---------- Dataset

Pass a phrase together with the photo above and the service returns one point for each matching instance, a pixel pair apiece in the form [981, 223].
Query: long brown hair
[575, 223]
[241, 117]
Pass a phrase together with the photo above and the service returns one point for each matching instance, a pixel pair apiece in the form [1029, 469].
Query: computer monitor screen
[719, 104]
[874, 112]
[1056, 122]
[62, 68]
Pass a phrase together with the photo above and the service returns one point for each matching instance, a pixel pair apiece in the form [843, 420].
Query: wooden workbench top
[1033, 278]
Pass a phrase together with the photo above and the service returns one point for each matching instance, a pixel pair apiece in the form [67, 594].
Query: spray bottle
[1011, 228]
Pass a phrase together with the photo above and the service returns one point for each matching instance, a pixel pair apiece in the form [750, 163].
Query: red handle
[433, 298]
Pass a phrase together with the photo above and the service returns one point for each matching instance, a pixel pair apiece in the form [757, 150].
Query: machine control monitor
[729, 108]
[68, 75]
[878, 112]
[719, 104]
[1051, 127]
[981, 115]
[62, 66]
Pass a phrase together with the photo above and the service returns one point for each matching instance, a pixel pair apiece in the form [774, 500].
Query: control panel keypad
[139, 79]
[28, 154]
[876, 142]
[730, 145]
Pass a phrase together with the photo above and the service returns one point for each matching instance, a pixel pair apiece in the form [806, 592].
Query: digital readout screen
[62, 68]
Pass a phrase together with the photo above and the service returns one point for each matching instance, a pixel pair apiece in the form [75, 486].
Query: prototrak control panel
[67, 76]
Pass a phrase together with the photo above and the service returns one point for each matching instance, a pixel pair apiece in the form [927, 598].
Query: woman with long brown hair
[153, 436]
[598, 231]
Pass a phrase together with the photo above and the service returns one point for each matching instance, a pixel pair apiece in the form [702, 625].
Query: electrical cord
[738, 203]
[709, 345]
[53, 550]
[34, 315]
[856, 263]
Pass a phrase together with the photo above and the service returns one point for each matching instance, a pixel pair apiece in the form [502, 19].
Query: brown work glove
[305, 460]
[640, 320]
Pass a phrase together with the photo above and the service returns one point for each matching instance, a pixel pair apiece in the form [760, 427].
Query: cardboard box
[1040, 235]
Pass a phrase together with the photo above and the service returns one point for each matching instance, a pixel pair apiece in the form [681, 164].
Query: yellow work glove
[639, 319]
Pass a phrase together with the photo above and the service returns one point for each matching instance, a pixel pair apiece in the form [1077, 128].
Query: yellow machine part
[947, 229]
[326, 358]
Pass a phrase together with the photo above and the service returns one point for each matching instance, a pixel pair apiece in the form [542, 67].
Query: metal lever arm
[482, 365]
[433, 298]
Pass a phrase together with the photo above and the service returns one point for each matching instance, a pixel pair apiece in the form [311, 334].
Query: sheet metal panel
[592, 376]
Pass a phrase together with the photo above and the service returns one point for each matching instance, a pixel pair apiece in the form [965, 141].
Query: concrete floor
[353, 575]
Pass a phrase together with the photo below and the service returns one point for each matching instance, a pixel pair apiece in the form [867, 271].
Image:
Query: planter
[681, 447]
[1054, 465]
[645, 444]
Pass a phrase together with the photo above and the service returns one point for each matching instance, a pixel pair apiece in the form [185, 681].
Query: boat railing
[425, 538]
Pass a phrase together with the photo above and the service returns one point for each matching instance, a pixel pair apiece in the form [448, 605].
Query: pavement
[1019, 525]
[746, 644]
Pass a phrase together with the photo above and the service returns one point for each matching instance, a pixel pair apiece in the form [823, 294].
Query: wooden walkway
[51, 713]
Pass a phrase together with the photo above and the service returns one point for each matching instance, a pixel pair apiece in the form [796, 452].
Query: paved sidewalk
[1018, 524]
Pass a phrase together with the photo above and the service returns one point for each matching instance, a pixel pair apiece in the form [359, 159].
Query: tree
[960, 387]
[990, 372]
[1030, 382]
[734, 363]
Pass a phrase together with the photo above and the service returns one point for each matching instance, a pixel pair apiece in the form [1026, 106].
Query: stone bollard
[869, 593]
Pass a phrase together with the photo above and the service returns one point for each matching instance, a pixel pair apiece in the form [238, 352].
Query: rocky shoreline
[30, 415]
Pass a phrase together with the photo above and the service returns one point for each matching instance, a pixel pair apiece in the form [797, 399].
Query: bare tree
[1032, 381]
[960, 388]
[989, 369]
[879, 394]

--------------------

▶ **Exercise**
Could you please print the entire listing exactly?

▶ **Problem solution**
Pass a phrase together with the photo above and the service returns one point for each matching instance, a pixel pair apiece in the form [981, 223].
Query: long brown hair
[575, 223]
[241, 117]
Pass a phrase together with the photo above and the service returns one point for each matching instance, a pixel pair apiece in the form [1029, 469].
Query: computer monitor screen
[719, 104]
[874, 112]
[1056, 122]
[62, 68]
Pass a phrase together with the photo above and the service returns one point for each matching instance, a pixel pair apiece in the form [843, 420].
Query: wooden workbench top
[1033, 278]
Pass a phrase together with the photo above and the service returns one point for each matching instance, a pixel pair apiece in the form [67, 594].
Query: spray bottle
[1011, 228]
Pass a phrase together with the photo above and the service returns one point for each matching instance, a pixel pair apiece in the form [750, 163].
Query: red handle
[433, 298]
Pass a phrase together with the photo above and the service returns one point for each matching instance, a pixel pair apiece in the form [757, 150].
Query: machine control monitor
[729, 108]
[68, 75]
[878, 112]
[719, 104]
[1051, 127]
[981, 115]
[62, 66]
Pass a phrase together with the photo above and the service returns one point for each matching instance, a pixel pair apiece in the form [774, 500].
Query: control panel keypad
[139, 79]
[28, 154]
[876, 142]
[730, 145]
Pass a phrase together with the photo above and the service returns one point for each matching instance, a pixel pair apiece in the form [806, 592].
Query: digital readout screen
[62, 68]
Pass a phrase together with the photo above and the service returns one point for each matching instance, a pixel pair apiece in the form [75, 486].
Query: prototrak control panel
[67, 76]
Pass a phrase together with the photo above and the service returns one point for each matching instance, a pixel pair apiece in the form [927, 598].
Query: woman with long brown hair
[153, 436]
[598, 231]
Pass a phrase together with the photo above and the service returns one point for each matching instance, a pixel pair apiece in the form [702, 625].
Query: electrical cord
[738, 203]
[709, 345]
[53, 550]
[34, 315]
[856, 263]
Pass a phrase together with the photo above and the service returns one point for each matching instance, a pixel pair apiece in the form [502, 19].
Query: brown work glove
[305, 460]
[640, 320]
Pass a phrase together with the photo above and the service returns one point for each matching instance, a pixel pair apiece in the form [760, 427].
Query: cardboard box
[1040, 235]
Pass a phrase together with the photo above and the service returns one point for each matching instance, a pixel pair apiece in the form [681, 164].
Query: yellow work glove
[639, 319]
Pass a phrase together with the photo above and the service returns one point for each matching instance, a pixel pair apiece in the form [1077, 128].
Query: yellow machine part
[947, 229]
[326, 358]
Pass a phrase together with the photo above and the service returns one point for each matching instance, a pixel pair apiece in the form [542, 67].
Query: metal lever arm
[482, 365]
[433, 298]
Pass a phrase together with the photo above and the service returns one point for each matching instance, a pixel pair apiece in the form [311, 334].
Query: sheet metal panel
[592, 376]
Pass a phrase together with the photo above and the service returns one point for each matching instance, a pixel pair apiece in the form [965, 141].
Query: concrete floor
[353, 575]
Pass a phrase together with the photo below and the service returns one point for each matching instance, a pixel pair apiece in the form [867, 271].
Image:
Query: planter
[681, 447]
[1054, 465]
[645, 444]
Pass a phrase together with the photo above and the service returns one point for each matching instance, a pixel pair apiece in the form [185, 681].
Query: boat railing
[425, 538]
Pass a phrase together with the photo above and the service returns one point for each matching instance, a pixel pair apiece in the form [448, 605].
Query: pavement
[1019, 525]
[746, 644]
Pass a phrase together with the photo above and the service returns one point for each matching instance, a pixel pair apiece in the form [823, 294].
Query: wooden walkway
[51, 713]
Pass a phrase together with the photo above and the service returns one point for each matching instance, a pixel pair apiece in the form [796, 452].
Query: paved sidewalk
[1018, 524]
Pass a phrase together with the photo above and the service returns one point for each matching instance, a pixel pair apiece in the form [359, 159].
Query: tree
[960, 387]
[990, 372]
[1030, 382]
[734, 363]
Pass a phrase together with the photo above and the service returns one point for each matching instance, a pixel pair apiece in the form [1026, 106].
Query: stone bollard
[869, 593]
Pass a phrase together with the photo above and the service returns one point for each matching instance, a pixel pair apiece in the form [238, 352].
Query: rocky shoreline
[30, 415]
Pass a phrase together with the photo above and the service returns one point for each matching instance, a pixel pair apiece in the form [797, 399].
Query: bare tree
[1032, 381]
[960, 388]
[989, 369]
[879, 394]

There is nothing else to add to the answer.